▶ TEXT EXCERPT
[Start of Attachment]

Dissemination of antibiotic resistance genes through soil-plant-earthworm continuum in the food production environment

Authors: BHATTACHARJEE, ANANDA - University Of California, Riverside; PHAN, DUC - University Of California, Riverside; ZHENG, C - University Of California, Riverside; Ashworth, Daniel; Schmidt, Michael - Mike; MEN, YUJIE - University Of California, Riverside; Ferreira, Jorge; MUIR, G - Ezbiome; HASAN, N - Ezbiome; Ibekwe, Abasiofiok - Mark

Submitted to: Environmental International
Publication Type: Peer Reviewed Journal
Publication Acceptance Date: 5/14/2024
Publication Date: 5/18/2024
Citation: Bhattacharjee, A.S., Phan, D., Zheng, C., Ashworth, D.J., Schmidt, M.P., Men, Y., Ferreira, J.F., Muir, G., Hasan, N., Ibekwe, A.M. 2024. Dissemination of antibiotic resistance genes through soil-plant-earthworm continuum in the food production environment. Environmental International. 183. Article 108374. https://doi.org/10.1016/j.envint.2023.108374.

[End of Attachment]

▶ WHAT IS REQUIRED
Reproduce the publication record on antibiotic resistance genes in full, word for word.

Records from a dataset:

[Start of Attachment]

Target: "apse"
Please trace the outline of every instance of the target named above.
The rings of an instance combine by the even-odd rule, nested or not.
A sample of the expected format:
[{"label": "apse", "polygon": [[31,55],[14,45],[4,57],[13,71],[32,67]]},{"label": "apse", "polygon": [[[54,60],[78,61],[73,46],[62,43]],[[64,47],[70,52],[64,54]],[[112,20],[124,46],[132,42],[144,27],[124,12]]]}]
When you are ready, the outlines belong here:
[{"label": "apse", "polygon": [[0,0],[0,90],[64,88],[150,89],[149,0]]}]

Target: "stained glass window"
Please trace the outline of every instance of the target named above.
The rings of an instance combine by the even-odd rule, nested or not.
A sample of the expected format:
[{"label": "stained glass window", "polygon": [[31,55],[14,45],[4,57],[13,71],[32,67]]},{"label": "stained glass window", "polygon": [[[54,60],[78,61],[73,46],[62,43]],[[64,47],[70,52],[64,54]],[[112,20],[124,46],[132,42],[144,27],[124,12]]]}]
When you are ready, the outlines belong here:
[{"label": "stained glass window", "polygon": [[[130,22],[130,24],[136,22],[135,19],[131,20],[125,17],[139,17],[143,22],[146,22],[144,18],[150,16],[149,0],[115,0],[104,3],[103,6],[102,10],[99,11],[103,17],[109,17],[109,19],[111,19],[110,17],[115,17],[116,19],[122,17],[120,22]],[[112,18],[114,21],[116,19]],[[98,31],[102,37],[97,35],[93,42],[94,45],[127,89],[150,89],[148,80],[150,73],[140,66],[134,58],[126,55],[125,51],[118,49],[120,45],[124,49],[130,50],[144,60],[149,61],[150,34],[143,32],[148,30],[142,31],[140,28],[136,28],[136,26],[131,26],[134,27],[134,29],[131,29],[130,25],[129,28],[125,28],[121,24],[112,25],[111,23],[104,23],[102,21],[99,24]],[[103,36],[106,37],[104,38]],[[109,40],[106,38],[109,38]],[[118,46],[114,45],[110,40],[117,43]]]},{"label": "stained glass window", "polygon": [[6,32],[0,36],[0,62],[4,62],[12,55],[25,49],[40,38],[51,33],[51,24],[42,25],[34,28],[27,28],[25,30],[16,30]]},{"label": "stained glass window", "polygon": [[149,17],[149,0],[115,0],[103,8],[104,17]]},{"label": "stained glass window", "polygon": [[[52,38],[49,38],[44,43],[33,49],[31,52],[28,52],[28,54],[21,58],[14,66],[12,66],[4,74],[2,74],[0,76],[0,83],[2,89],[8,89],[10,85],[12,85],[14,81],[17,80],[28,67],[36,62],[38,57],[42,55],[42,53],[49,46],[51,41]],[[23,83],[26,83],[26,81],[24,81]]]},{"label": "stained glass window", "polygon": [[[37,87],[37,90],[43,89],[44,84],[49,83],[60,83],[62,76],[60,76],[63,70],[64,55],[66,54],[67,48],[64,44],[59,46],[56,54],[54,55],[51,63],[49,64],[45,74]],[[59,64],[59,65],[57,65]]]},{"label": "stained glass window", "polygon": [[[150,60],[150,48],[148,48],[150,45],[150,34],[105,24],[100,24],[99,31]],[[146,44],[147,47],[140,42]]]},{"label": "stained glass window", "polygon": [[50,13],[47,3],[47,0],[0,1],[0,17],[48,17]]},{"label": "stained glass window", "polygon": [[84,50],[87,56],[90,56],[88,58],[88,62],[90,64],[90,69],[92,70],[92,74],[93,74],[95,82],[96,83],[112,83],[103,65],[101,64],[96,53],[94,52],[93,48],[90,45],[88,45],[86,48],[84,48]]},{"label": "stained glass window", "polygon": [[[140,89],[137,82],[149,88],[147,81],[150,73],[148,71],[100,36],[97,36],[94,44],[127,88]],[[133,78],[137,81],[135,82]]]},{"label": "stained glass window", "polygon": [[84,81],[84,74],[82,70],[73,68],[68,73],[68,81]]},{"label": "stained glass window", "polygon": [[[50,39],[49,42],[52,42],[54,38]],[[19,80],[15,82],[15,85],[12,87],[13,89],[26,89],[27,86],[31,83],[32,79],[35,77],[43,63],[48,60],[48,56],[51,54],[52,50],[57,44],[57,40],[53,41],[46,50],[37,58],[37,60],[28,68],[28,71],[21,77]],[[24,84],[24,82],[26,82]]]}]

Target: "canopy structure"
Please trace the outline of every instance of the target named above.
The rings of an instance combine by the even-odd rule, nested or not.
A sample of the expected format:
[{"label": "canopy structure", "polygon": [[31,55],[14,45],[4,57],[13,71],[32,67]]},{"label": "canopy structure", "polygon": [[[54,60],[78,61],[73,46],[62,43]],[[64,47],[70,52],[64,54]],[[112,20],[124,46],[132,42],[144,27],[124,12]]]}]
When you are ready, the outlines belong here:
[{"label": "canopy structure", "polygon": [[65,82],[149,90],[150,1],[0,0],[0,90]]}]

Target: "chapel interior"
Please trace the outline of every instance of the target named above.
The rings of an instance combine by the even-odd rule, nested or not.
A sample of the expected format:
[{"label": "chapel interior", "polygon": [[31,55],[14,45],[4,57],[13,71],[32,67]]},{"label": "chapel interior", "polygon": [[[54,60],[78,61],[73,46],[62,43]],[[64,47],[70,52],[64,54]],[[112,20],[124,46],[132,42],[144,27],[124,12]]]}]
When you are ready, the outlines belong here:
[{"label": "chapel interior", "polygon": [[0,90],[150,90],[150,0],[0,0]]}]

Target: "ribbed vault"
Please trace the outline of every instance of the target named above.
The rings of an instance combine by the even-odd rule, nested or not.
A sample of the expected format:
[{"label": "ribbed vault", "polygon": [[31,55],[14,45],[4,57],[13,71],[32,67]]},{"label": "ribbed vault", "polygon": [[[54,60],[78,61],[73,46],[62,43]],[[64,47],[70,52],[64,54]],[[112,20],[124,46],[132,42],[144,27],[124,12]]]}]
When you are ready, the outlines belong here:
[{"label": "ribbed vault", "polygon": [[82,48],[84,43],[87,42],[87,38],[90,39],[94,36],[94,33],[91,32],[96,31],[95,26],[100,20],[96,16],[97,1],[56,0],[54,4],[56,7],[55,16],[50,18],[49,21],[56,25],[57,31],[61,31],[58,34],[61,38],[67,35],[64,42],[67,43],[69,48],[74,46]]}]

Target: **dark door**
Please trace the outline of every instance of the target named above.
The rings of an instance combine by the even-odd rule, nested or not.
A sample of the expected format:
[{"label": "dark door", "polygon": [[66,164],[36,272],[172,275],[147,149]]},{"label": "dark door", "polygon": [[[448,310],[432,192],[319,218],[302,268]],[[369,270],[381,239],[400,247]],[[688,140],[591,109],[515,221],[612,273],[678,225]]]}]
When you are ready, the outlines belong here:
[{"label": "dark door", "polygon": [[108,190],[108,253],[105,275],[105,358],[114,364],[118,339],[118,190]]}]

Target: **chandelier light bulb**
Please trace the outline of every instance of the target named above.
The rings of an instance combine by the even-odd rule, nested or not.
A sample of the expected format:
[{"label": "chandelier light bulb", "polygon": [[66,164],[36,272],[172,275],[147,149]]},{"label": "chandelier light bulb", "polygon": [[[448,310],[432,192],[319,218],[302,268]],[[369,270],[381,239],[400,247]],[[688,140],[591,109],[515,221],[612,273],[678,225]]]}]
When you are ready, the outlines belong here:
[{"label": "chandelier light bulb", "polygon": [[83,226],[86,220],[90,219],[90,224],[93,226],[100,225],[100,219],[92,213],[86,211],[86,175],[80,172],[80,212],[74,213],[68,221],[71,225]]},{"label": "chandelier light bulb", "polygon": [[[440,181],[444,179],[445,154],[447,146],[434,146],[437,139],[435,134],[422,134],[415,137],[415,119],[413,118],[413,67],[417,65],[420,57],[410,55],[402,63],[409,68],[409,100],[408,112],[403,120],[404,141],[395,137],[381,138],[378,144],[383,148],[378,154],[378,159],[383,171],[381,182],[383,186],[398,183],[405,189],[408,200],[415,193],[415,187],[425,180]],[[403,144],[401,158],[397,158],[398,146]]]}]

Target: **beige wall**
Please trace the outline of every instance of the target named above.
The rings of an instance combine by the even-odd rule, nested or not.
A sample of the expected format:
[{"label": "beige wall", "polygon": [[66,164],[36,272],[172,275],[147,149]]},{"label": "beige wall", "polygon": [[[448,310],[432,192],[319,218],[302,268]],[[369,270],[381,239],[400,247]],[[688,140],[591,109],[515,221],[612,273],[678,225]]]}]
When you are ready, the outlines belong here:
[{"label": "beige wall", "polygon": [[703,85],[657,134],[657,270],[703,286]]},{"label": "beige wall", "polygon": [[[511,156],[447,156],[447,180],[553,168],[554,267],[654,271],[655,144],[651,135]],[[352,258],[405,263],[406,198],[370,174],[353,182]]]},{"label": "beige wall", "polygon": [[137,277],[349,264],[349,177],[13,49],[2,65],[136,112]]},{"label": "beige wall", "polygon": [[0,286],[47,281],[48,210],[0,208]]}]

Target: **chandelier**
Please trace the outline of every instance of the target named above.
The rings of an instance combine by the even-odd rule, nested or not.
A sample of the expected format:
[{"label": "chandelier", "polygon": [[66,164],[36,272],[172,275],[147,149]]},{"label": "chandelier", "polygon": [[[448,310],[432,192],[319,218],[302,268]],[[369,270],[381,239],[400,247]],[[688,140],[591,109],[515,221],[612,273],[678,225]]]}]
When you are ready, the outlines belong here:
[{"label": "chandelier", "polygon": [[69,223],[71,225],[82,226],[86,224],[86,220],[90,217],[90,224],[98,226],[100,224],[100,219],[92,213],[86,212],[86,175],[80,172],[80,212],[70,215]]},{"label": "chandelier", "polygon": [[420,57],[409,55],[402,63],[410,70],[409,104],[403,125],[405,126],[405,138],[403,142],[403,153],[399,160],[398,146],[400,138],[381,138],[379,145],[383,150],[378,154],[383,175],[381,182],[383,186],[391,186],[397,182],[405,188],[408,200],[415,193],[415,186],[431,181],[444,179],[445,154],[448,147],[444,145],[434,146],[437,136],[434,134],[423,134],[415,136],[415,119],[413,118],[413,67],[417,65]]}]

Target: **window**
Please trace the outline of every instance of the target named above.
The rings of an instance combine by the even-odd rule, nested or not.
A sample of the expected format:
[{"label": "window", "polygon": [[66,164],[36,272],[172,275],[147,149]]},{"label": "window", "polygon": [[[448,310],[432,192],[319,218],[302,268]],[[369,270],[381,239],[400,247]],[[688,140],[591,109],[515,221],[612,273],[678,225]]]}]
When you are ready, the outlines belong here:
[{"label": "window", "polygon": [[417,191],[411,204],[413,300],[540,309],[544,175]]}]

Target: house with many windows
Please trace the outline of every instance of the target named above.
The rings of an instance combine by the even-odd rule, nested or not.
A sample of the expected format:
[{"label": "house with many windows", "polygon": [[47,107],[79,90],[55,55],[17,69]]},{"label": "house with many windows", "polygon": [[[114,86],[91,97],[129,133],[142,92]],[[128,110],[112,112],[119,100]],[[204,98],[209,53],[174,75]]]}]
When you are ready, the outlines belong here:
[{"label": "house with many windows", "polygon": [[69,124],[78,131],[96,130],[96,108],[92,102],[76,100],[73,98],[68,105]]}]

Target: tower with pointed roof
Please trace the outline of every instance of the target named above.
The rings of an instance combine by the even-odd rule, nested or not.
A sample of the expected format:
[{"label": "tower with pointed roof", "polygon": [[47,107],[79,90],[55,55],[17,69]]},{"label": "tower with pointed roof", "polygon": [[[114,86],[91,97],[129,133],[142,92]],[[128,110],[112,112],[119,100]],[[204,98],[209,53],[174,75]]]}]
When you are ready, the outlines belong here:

[End of Attachment]

▶ SOLUTION TO THIS EXERCISE
Dissemination of antibiotic resistance genes through soil-plant-earthworm continuum in the food production environment

Authors: BHATTACHARJEE, ANANDA - University Of California, Riverside; PHAN, DUC - University Of California, Riverside; ZHENG, C - University Of California, Riverside; Ashworth, Daniel; Schmidt, Michael - Mike; MEN, YUJIE - University Of California, Riverside; Ferreira, Jorge; MUIR, G - Ezbiome; HASAN, N - Ezbiome; Ibekwe, Abasiofiok - Mark

Submitted to: Environmental International
Publication Type: Peer Reviewed Journal
Publication Acceptance Date: 5/14/2024
Publication Date: 5/18/2024
Citation: Bhattacharjee, A.S., Phan, D., Zheng, C., Ashworth, D.J., Schmidt, M.P., Men, Y., Ferreira, J.F., Muir, G., Hasan, N., Ibekwe, A.M. 2024. Dissemination of antibiotic resistance genes through soil-plant-earthworm continuum in the food production environment. Environmental International. 183. Article 108374. https://doi.org/10.1016/j.envint.2023.108374.